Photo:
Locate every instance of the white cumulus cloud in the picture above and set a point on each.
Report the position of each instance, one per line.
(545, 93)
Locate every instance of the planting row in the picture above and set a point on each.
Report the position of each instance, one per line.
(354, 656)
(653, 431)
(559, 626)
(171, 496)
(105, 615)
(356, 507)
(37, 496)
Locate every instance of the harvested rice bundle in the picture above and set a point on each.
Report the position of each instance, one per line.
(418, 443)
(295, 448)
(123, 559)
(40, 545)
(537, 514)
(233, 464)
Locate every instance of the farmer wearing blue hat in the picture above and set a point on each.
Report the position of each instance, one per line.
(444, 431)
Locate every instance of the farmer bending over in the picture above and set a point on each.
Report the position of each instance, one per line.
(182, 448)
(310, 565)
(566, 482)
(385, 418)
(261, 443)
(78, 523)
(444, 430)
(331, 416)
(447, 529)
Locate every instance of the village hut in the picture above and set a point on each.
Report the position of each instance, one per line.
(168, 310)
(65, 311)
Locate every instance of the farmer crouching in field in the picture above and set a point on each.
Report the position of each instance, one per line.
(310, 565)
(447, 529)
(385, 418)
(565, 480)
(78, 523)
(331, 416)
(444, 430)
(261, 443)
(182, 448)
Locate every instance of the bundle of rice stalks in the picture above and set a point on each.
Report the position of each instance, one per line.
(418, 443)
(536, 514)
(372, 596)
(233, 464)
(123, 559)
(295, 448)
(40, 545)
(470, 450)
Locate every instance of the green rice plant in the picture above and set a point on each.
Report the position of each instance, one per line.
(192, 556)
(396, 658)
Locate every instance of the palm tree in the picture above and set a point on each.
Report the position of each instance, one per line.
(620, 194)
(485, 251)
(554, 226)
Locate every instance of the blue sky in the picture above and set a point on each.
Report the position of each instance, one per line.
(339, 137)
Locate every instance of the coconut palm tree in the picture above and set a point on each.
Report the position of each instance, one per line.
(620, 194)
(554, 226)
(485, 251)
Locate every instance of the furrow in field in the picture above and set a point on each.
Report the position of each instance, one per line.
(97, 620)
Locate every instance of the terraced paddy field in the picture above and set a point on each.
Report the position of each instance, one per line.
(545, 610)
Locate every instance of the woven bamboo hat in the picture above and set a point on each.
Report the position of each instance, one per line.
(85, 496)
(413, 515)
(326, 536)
# # # #
**Required work:** Reproduce the part of the items that opens with the line containing "Locate every instance of the furrow" and runs through the end of the items, substituting "conical straw hat" for "woven bamboo hat" and leaving all else unchanged.

**The result:**
Locate every instance of the furrow in field in the picture above and set a point on each.
Report the position of each instance, one per line.
(97, 620)
Locate every instance of the terraced paddy field in the picture above and set a point on each.
Report the position of each instance, one per line.
(545, 610)
Locate every instance of the conical straw hat in the picture above and set a point on each.
Report the position of each instance, one per line.
(85, 496)
(413, 515)
(326, 536)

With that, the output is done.